## WORK INSTRUCTIONS
Pull each line containing "formatted" out of the data and copy it.

Dataset excerpts:

******************************

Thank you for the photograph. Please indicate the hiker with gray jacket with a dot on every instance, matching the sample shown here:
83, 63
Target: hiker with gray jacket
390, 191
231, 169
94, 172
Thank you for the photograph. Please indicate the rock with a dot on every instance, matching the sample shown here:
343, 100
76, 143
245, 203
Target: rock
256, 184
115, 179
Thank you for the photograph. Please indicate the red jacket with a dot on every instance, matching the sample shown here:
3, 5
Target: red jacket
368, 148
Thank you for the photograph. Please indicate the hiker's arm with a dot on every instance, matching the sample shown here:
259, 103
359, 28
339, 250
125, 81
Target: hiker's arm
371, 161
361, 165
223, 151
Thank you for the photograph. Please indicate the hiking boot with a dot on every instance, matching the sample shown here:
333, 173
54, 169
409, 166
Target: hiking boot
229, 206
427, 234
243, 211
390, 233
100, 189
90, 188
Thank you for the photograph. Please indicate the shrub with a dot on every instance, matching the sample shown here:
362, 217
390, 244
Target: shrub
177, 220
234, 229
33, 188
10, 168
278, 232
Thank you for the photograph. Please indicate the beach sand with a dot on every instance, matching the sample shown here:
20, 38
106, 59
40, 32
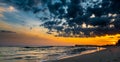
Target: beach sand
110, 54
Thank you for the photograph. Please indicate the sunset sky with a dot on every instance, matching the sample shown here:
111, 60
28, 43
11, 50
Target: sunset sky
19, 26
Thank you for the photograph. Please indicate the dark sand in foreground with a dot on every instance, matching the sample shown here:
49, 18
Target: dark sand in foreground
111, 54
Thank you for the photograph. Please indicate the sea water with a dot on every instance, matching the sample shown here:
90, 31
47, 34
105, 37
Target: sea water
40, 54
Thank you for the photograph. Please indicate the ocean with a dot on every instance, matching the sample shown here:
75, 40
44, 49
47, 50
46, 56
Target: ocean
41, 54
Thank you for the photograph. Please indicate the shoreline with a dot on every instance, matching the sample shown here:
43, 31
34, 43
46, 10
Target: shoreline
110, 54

******************************

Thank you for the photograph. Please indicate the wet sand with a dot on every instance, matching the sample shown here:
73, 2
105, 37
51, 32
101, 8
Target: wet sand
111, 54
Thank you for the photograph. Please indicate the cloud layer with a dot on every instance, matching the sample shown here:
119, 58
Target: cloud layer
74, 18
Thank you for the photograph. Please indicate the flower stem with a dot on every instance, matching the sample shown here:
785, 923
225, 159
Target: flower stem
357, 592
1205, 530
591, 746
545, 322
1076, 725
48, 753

******************************

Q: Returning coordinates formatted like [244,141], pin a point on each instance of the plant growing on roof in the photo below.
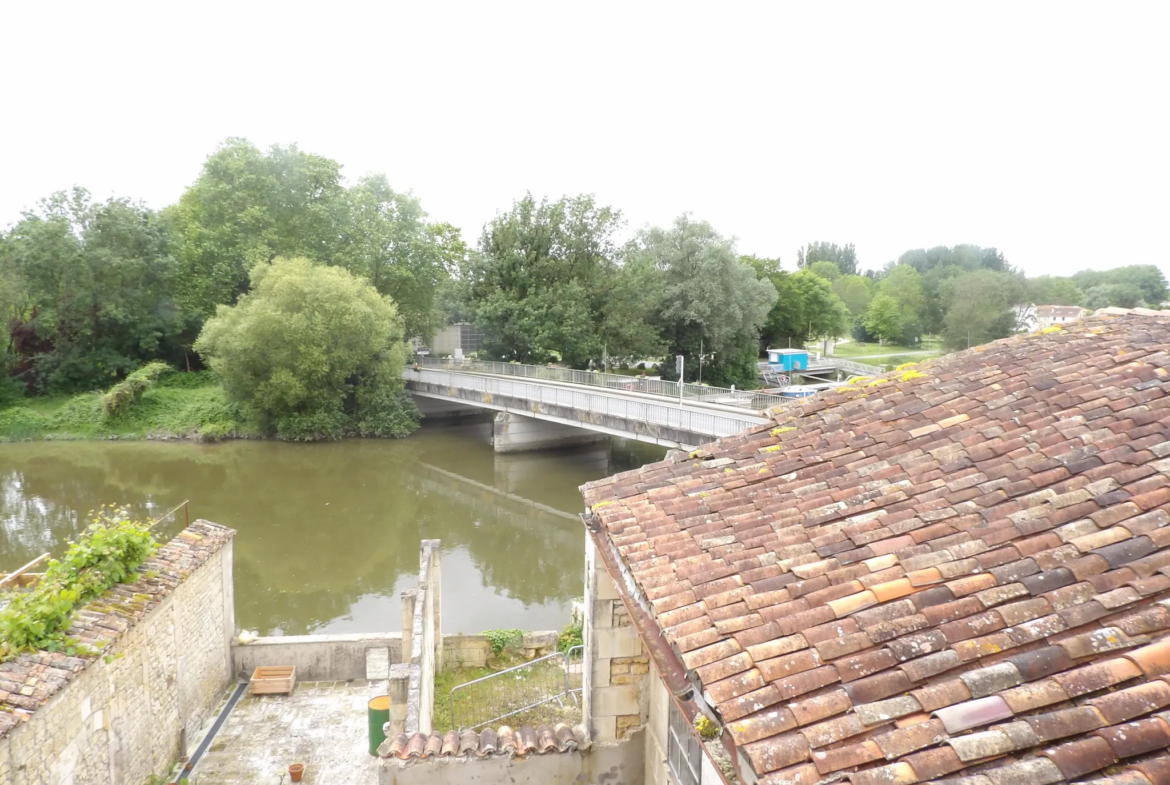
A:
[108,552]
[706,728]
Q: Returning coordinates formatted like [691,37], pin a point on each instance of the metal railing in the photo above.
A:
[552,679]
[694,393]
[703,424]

******************************

## SOLUTION FOR THIS PROBLEM
Q: Returning coordinates formatted like [244,141], pin a point on each instance of the plant growing on roof in the photo below.
Q: Returning coordinates formatted like [691,37], pin a point on each instance of the metal railing in the photo above.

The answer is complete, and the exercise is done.